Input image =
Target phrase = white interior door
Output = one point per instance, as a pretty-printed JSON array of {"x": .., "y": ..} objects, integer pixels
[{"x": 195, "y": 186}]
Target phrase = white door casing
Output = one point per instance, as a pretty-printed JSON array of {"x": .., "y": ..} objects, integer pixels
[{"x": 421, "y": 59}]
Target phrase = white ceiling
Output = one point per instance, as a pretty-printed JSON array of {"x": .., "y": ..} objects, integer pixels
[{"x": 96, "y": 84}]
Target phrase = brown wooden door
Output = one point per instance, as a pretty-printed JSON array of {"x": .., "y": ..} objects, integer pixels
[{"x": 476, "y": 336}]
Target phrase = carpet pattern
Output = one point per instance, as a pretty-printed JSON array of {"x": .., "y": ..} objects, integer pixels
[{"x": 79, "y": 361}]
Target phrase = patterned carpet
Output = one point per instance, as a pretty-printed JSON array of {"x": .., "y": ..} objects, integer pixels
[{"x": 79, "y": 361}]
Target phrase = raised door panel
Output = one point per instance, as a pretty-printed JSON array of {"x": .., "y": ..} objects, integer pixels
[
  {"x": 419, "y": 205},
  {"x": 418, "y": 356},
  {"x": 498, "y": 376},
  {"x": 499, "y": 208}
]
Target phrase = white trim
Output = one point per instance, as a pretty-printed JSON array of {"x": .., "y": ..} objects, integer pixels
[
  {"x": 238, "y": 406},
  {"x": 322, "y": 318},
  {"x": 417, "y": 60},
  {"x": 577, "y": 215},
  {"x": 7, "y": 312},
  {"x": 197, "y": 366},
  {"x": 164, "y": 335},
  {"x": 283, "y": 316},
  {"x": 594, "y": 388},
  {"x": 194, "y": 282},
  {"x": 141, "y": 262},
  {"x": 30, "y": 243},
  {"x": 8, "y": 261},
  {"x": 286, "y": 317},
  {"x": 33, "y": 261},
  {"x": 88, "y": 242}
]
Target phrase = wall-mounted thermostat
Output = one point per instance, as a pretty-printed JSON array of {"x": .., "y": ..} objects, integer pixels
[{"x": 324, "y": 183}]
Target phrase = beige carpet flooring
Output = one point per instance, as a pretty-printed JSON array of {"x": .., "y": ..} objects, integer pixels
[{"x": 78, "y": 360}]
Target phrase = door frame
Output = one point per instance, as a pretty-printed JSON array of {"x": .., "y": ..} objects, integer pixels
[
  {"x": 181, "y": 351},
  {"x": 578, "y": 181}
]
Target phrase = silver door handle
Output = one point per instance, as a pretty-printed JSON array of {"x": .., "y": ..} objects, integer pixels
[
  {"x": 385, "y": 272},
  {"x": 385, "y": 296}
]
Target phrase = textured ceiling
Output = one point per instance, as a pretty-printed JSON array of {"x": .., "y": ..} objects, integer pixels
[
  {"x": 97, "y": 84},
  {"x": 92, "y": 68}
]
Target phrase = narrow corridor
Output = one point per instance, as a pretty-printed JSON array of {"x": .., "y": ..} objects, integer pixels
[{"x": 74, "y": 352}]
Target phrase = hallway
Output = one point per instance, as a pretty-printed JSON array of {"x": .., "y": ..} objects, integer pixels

* * * * *

Copy the listing in full. Match it word for word.

### YOUR SOLUTION
Input image =
Target phrase = white interior door
Output = one point per instance, as a pretty-printed JSON array of {"x": .., "y": ..} objects, integer pixels
[{"x": 195, "y": 186}]
Target phrase = white door casing
Output = one point per instance, as a pretty-printed JSON array of {"x": .., "y": ..} objects, integer pixels
[{"x": 421, "y": 59}]
Target phrase = white ceiling
Output = one point per instance, as a pretty-printed JSON array of {"x": .., "y": ..} objects, integer pixels
[{"x": 96, "y": 84}]
Target phrase = brown wooden door
Output = one point per instance, as a pretty-printed JSON array of {"x": .., "y": ..} objects, integer pixels
[{"x": 476, "y": 336}]
Target phrase = carpet pattern
Output = one point per instance, as a pretty-printed JSON array of {"x": .., "y": ..} objects, integer pixels
[{"x": 79, "y": 361}]
Target phrase = patterned carpet
Output = one point per instance, as a pretty-printed JSON array of {"x": .., "y": ..} objects, integer pixels
[{"x": 79, "y": 361}]
Target phrase = raised door panel
Output = one point per instance, as a pretty-printed JSON array of {"x": .., "y": ..} objects, integer pixels
[
  {"x": 419, "y": 205},
  {"x": 418, "y": 356},
  {"x": 498, "y": 376},
  {"x": 499, "y": 208}
]
Target phrase = white trim
Output = one point per instance, as a pretty-printed JSON array of {"x": .., "y": ..} objects, integer pixels
[
  {"x": 238, "y": 406},
  {"x": 322, "y": 318},
  {"x": 417, "y": 60},
  {"x": 577, "y": 215},
  {"x": 7, "y": 312},
  {"x": 197, "y": 366},
  {"x": 164, "y": 335},
  {"x": 283, "y": 316},
  {"x": 594, "y": 388},
  {"x": 194, "y": 282},
  {"x": 141, "y": 262},
  {"x": 30, "y": 243},
  {"x": 8, "y": 261},
  {"x": 286, "y": 317},
  {"x": 33, "y": 261},
  {"x": 88, "y": 242}
]
Target phrase = wall-mounted thermostat
Output = one point per instance, as a pretty-printed JSON array of {"x": .., "y": ..} objects, integer pixels
[{"x": 324, "y": 183}]
Target phrase = beige carpet flooring
Output = one point per instance, as a pretty-printed JSON array of {"x": .., "y": ..} objects, integer pixels
[{"x": 78, "y": 360}]
Target phrase = door frame
Output = one point per instance, as a pretty-printed JSON array of {"x": .., "y": ..} objects, integer pixels
[
  {"x": 181, "y": 351},
  {"x": 578, "y": 181}
]
Target phrase = silver door handle
Output = one point per instance, as a pretty-printed JSON array of {"x": .., "y": ..} objects, integer pixels
[
  {"x": 385, "y": 272},
  {"x": 385, "y": 296}
]
Target phrase = textured ceiling
Output = one point per instance, as a pretty-printed JSON array of {"x": .., "y": ..} objects, integer pixels
[
  {"x": 97, "y": 84},
  {"x": 92, "y": 68}
]
Target phrase = narrow corridor
Output = one point per instance, as a pretty-printed JSON array of {"x": .., "y": ..} objects, integer pixels
[{"x": 74, "y": 352}]
Target phrase = hallway
Output = one point per instance, as a pretty-printed JSON array of {"x": .., "y": ..} objects, integer pixels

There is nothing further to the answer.